▼

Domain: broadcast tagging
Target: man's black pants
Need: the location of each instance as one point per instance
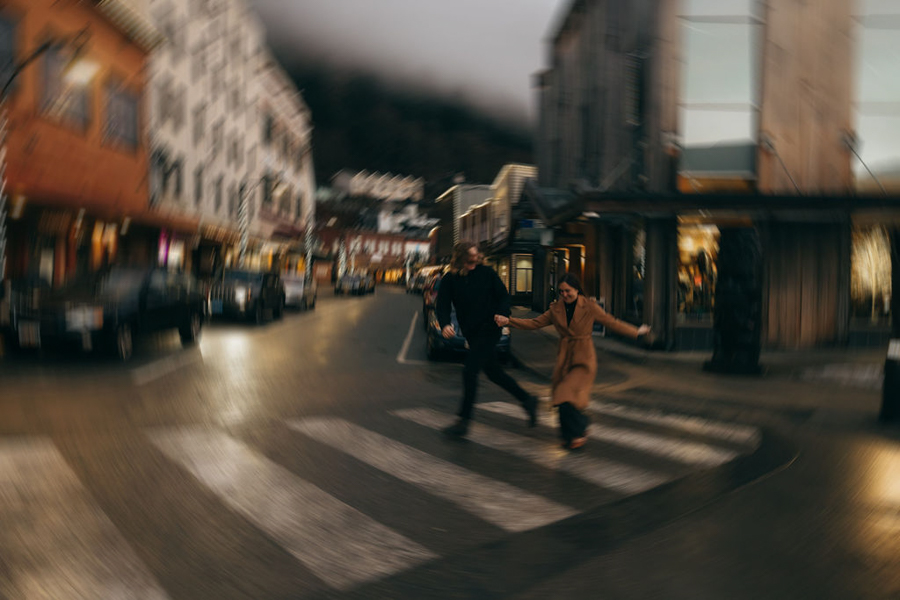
(482, 357)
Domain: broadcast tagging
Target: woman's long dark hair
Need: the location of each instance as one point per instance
(571, 281)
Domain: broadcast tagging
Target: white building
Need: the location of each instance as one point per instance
(286, 152)
(379, 186)
(208, 122)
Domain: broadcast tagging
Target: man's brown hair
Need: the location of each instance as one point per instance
(461, 255)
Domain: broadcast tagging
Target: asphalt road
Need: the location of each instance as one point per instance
(302, 458)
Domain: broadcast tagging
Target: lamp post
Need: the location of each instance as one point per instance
(76, 43)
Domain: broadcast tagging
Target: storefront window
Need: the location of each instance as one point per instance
(870, 274)
(639, 257)
(877, 95)
(524, 267)
(698, 249)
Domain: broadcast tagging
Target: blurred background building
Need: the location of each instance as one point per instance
(663, 122)
(175, 138)
(76, 150)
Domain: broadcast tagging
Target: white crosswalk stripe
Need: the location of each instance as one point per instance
(339, 544)
(730, 432)
(658, 445)
(499, 503)
(601, 472)
(55, 542)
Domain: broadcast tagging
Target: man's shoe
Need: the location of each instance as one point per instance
(458, 429)
(531, 409)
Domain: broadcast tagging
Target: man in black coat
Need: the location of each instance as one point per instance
(478, 294)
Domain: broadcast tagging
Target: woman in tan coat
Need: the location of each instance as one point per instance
(576, 361)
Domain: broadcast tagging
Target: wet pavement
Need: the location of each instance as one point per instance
(302, 458)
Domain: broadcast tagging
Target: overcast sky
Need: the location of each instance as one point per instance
(484, 51)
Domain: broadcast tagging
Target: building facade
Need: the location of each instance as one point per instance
(76, 149)
(665, 124)
(230, 138)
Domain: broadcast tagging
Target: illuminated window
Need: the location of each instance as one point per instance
(121, 117)
(698, 249)
(523, 273)
(870, 274)
(71, 103)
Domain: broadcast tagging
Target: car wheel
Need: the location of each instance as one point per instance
(278, 311)
(190, 331)
(432, 352)
(124, 341)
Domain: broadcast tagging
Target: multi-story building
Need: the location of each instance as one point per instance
(665, 125)
(287, 209)
(230, 134)
(386, 255)
(379, 186)
(512, 243)
(76, 152)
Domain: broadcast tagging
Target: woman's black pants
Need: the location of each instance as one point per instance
(572, 422)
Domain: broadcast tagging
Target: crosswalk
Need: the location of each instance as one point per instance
(58, 543)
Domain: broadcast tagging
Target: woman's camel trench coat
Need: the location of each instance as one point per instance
(576, 360)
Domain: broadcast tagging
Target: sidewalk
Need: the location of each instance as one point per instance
(843, 382)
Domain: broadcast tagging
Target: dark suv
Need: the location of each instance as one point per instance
(247, 295)
(111, 308)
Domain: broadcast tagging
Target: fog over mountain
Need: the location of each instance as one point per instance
(414, 87)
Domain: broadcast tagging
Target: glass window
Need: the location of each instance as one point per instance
(877, 112)
(71, 103)
(121, 116)
(198, 185)
(720, 78)
(218, 194)
(870, 274)
(523, 273)
(698, 249)
(7, 49)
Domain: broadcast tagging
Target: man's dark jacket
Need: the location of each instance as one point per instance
(477, 296)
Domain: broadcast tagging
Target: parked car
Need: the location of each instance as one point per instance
(436, 346)
(299, 292)
(111, 308)
(429, 296)
(347, 284)
(247, 295)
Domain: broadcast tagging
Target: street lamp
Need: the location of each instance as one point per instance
(77, 72)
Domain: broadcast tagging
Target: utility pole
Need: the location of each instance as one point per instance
(890, 391)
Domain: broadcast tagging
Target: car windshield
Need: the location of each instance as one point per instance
(120, 281)
(243, 276)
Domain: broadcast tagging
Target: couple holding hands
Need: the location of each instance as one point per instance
(482, 307)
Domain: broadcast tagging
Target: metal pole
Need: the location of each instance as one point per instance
(4, 123)
(244, 225)
(308, 242)
(890, 391)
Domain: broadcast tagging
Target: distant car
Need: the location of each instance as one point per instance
(347, 284)
(437, 347)
(247, 295)
(418, 283)
(429, 296)
(113, 307)
(367, 284)
(299, 292)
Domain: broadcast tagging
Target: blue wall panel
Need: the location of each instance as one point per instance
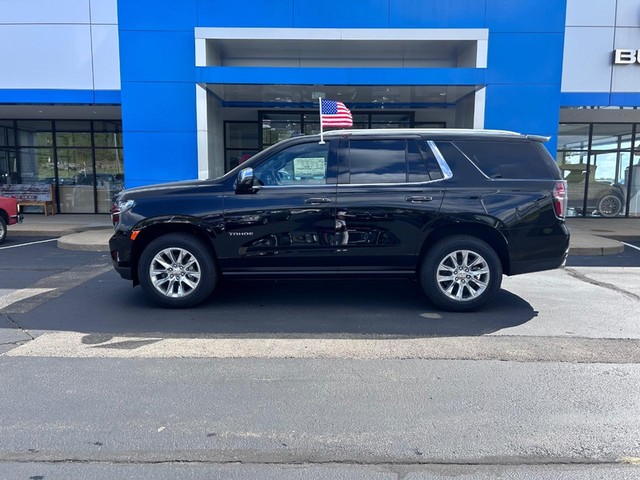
(436, 13)
(526, 15)
(341, 14)
(246, 13)
(525, 58)
(158, 70)
(157, 56)
(160, 157)
(160, 107)
(164, 15)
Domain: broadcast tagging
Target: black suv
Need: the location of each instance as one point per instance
(453, 208)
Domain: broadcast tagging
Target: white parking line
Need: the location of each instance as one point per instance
(18, 295)
(29, 243)
(632, 246)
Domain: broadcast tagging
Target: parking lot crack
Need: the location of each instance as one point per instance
(584, 278)
(11, 321)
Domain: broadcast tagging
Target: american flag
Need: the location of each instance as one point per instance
(335, 114)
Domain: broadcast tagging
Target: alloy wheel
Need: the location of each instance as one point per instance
(175, 272)
(463, 275)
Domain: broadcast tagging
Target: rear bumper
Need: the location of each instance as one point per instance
(544, 249)
(120, 248)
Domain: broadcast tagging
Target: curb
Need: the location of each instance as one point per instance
(95, 240)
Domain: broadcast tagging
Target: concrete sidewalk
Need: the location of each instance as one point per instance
(589, 236)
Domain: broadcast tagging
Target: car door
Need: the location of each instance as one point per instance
(386, 202)
(286, 222)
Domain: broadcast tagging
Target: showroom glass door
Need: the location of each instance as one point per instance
(595, 160)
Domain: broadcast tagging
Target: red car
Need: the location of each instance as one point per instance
(8, 215)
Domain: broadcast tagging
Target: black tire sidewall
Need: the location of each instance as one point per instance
(617, 197)
(439, 251)
(209, 274)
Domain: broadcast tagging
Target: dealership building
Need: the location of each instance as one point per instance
(96, 95)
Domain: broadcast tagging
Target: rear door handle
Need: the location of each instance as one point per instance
(317, 201)
(418, 198)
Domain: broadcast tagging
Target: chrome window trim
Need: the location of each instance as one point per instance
(390, 184)
(444, 166)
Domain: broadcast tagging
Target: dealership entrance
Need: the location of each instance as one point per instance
(242, 120)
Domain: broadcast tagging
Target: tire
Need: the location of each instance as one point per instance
(3, 229)
(609, 205)
(177, 270)
(465, 291)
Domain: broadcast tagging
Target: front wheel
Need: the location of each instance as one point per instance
(177, 270)
(3, 229)
(461, 273)
(610, 205)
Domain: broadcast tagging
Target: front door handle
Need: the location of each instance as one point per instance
(418, 198)
(317, 201)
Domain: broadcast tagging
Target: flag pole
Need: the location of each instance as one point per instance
(321, 132)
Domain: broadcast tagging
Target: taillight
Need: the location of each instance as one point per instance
(115, 214)
(118, 208)
(560, 199)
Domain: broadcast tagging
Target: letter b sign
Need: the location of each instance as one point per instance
(625, 56)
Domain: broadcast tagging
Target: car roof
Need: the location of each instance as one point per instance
(438, 132)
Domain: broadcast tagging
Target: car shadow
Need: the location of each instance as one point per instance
(330, 308)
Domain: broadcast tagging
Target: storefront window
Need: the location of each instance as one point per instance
(595, 159)
(83, 160)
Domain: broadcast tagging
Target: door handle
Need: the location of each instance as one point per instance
(317, 201)
(418, 198)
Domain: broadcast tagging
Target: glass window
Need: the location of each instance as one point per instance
(573, 136)
(75, 171)
(34, 133)
(109, 176)
(241, 135)
(505, 159)
(7, 134)
(611, 136)
(111, 140)
(377, 161)
(304, 164)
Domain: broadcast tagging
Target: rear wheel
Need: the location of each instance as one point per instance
(3, 229)
(177, 270)
(461, 273)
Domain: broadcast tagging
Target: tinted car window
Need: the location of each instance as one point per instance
(430, 161)
(416, 165)
(505, 159)
(304, 164)
(377, 161)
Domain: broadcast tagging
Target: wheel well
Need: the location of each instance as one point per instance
(150, 233)
(487, 234)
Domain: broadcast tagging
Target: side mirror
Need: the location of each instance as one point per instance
(244, 183)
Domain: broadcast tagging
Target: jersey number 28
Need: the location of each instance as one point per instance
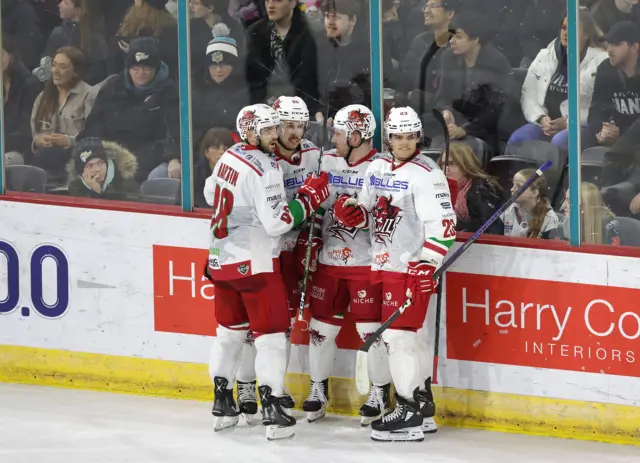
(222, 206)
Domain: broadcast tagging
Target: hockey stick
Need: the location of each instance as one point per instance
(362, 373)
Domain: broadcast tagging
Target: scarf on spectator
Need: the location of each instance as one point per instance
(462, 211)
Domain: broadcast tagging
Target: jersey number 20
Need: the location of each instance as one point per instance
(222, 206)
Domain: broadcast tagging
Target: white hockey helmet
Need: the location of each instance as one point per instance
(402, 120)
(256, 117)
(356, 118)
(291, 108)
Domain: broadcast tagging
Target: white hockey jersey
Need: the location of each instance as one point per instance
(516, 222)
(411, 214)
(251, 213)
(347, 251)
(294, 173)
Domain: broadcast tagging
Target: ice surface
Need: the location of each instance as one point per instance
(52, 425)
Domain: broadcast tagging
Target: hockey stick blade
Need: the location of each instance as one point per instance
(456, 255)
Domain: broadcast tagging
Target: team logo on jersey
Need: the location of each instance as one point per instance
(386, 219)
(343, 254)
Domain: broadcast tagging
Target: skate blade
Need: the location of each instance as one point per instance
(403, 435)
(429, 426)
(220, 423)
(275, 432)
(315, 416)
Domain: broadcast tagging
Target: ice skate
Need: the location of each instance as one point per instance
(225, 410)
(427, 408)
(404, 424)
(280, 425)
(376, 405)
(247, 400)
(316, 404)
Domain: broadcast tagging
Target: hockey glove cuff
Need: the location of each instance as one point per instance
(350, 213)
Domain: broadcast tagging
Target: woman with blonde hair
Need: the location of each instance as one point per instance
(531, 216)
(147, 18)
(598, 224)
(479, 194)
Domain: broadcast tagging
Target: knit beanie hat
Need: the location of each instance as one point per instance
(143, 51)
(222, 49)
(86, 150)
(158, 4)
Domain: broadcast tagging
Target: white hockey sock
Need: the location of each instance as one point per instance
(271, 361)
(225, 354)
(425, 356)
(378, 360)
(322, 349)
(247, 368)
(403, 360)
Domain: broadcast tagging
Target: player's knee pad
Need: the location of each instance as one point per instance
(403, 360)
(271, 361)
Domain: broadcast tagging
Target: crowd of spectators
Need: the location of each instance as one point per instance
(91, 92)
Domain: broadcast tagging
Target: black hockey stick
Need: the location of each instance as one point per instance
(362, 373)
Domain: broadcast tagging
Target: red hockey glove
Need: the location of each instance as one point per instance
(314, 191)
(420, 279)
(300, 252)
(349, 212)
(453, 190)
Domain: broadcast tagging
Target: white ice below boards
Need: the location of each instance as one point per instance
(68, 426)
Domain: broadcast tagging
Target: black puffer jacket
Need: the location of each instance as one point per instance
(144, 121)
(20, 22)
(68, 34)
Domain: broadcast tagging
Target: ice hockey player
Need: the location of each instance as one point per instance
(250, 216)
(406, 203)
(298, 158)
(343, 277)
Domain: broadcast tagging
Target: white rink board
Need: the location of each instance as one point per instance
(114, 250)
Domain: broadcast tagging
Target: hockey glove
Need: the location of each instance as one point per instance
(420, 279)
(350, 213)
(300, 252)
(313, 192)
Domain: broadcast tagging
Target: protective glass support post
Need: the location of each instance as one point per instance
(184, 66)
(377, 71)
(575, 153)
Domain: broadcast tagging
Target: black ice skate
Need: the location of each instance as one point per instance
(379, 402)
(280, 425)
(247, 400)
(404, 424)
(316, 403)
(427, 407)
(225, 410)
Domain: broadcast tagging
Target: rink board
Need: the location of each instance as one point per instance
(532, 340)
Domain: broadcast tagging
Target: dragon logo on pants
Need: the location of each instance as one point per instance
(386, 219)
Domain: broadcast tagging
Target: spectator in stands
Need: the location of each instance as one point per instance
(539, 27)
(206, 15)
(606, 13)
(138, 109)
(101, 169)
(479, 194)
(544, 94)
(146, 18)
(531, 216)
(20, 22)
(213, 145)
(471, 96)
(81, 28)
(616, 96)
(282, 55)
(218, 103)
(344, 56)
(437, 16)
(60, 111)
(598, 224)
(19, 93)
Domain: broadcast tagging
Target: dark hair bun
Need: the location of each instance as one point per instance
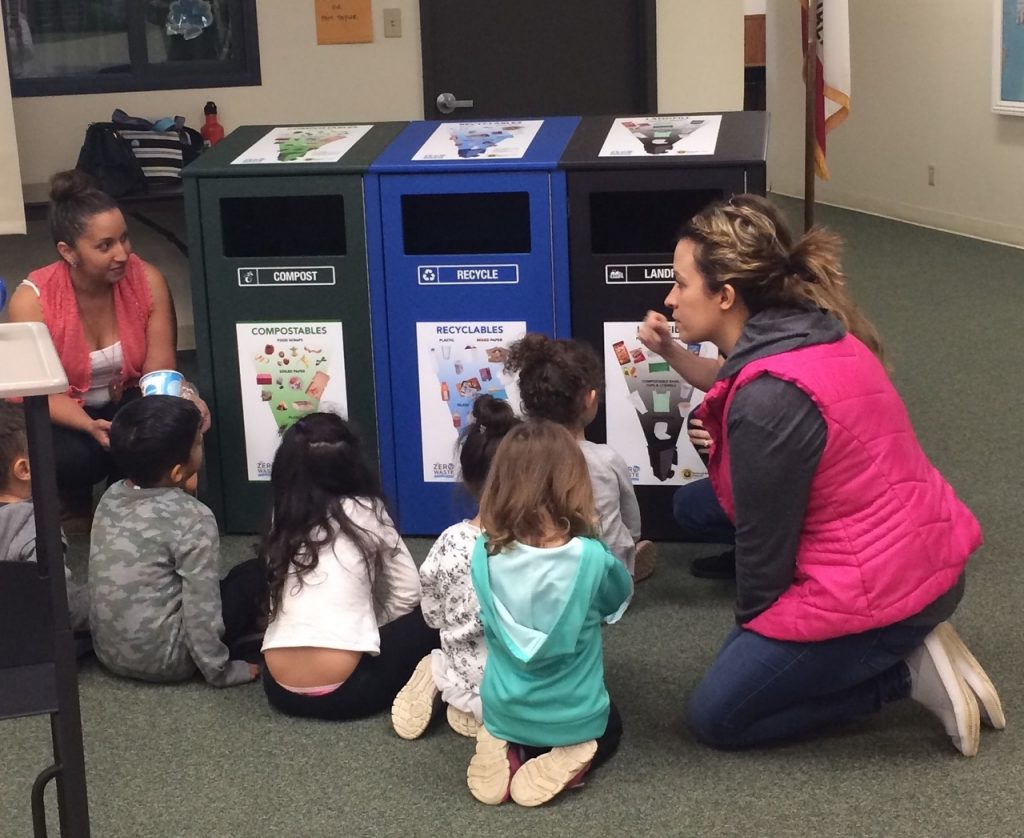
(494, 416)
(534, 348)
(71, 184)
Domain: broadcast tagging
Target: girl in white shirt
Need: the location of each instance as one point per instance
(345, 629)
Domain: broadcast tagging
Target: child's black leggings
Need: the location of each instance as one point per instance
(373, 684)
(607, 743)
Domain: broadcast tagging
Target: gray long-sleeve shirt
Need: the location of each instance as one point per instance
(17, 543)
(614, 501)
(155, 586)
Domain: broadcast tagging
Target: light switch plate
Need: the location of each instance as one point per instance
(392, 23)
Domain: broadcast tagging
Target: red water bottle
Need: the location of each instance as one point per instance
(212, 131)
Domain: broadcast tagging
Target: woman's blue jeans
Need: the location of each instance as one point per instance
(699, 515)
(760, 690)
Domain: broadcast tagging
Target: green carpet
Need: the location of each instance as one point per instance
(189, 760)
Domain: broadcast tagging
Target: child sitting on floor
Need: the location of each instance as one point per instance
(159, 610)
(17, 521)
(343, 594)
(545, 585)
(559, 380)
(450, 602)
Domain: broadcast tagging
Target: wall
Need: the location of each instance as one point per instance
(921, 78)
(302, 82)
(11, 208)
(699, 68)
(699, 55)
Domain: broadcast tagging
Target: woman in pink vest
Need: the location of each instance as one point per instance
(112, 320)
(850, 546)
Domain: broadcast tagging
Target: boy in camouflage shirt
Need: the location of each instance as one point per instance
(154, 582)
(17, 514)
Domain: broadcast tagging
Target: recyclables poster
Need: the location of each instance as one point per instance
(458, 362)
(287, 371)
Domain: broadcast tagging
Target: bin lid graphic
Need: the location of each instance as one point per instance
(668, 140)
(480, 144)
(296, 150)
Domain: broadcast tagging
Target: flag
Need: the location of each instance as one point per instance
(832, 96)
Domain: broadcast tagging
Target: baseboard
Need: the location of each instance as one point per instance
(981, 228)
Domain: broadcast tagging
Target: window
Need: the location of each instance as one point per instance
(97, 46)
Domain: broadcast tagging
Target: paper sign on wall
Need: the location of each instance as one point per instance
(344, 22)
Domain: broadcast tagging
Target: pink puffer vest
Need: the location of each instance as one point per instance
(884, 534)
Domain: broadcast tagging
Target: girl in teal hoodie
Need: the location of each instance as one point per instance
(545, 584)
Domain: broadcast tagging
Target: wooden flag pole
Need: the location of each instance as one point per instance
(810, 134)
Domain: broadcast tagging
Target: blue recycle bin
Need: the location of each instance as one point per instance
(471, 253)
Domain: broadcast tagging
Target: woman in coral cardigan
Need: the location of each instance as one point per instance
(112, 320)
(850, 546)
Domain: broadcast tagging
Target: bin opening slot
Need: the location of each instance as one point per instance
(643, 221)
(466, 222)
(284, 225)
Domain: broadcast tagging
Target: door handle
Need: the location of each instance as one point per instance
(446, 102)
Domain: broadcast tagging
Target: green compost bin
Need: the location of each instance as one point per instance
(278, 249)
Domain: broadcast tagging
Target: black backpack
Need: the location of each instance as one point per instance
(109, 159)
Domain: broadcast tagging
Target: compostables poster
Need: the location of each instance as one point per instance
(310, 143)
(287, 371)
(458, 362)
(646, 406)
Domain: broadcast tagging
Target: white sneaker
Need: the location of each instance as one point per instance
(547, 776)
(936, 683)
(414, 706)
(977, 679)
(492, 768)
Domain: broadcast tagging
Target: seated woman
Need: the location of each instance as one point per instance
(112, 320)
(850, 546)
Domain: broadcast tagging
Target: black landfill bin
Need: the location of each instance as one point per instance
(632, 182)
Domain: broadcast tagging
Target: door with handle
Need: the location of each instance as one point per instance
(448, 103)
(535, 57)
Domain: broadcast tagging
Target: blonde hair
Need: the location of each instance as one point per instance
(744, 242)
(539, 486)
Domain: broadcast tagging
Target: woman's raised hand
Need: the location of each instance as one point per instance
(655, 333)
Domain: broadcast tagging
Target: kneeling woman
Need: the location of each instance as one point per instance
(850, 546)
(345, 629)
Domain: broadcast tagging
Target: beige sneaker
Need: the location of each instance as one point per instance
(414, 706)
(492, 768)
(465, 724)
(547, 776)
(936, 683)
(643, 566)
(969, 668)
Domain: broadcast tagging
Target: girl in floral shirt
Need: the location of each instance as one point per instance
(450, 603)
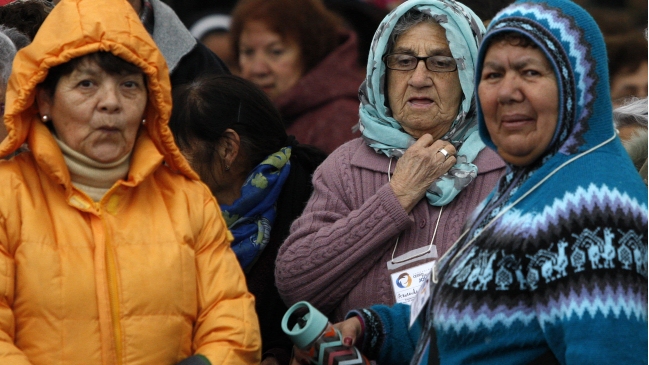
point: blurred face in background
(272, 63)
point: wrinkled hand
(350, 329)
(419, 166)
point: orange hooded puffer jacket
(144, 276)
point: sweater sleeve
(334, 243)
(597, 315)
(226, 330)
(9, 353)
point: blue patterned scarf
(384, 134)
(251, 217)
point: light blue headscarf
(464, 31)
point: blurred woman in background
(260, 176)
(302, 57)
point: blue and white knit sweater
(564, 270)
(561, 274)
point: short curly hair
(308, 22)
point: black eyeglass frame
(385, 61)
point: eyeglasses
(406, 62)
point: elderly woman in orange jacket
(111, 250)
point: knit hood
(76, 28)
(574, 46)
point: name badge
(418, 304)
(407, 283)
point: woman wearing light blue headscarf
(386, 204)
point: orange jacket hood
(75, 28)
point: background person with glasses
(389, 203)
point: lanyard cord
(513, 204)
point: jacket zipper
(111, 275)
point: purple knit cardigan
(337, 252)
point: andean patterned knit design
(556, 266)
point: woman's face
(272, 63)
(424, 101)
(95, 113)
(519, 97)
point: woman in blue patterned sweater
(552, 267)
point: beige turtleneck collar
(92, 177)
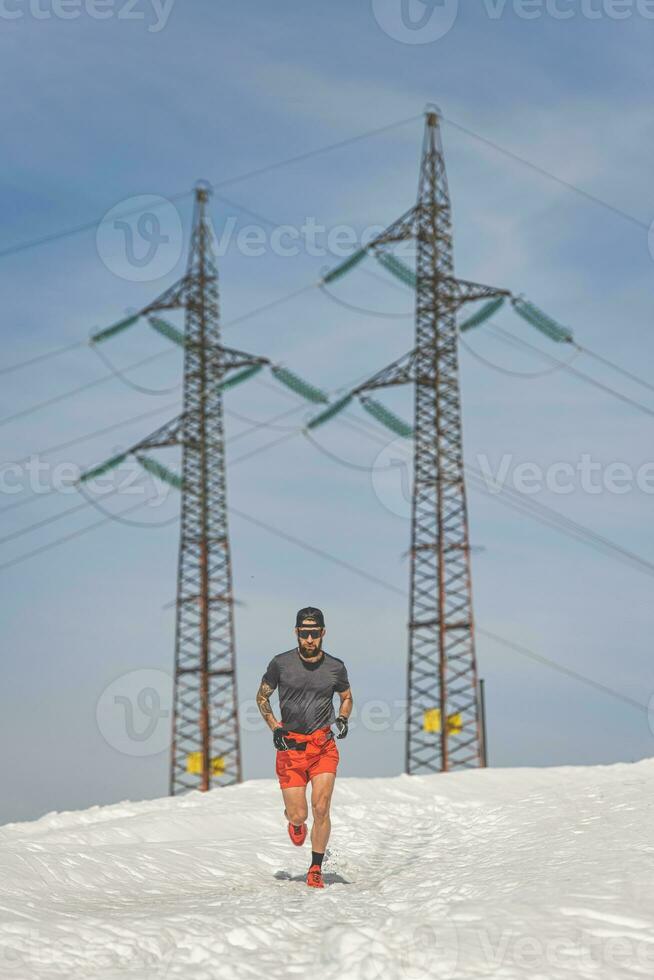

▲

◆ Work task
If the word "handle" is on a line above, return that line.

◆ Exercise result
Target: rear door handle
Target: front door handle
Target: door handle
Target: door handle
Target: door with handle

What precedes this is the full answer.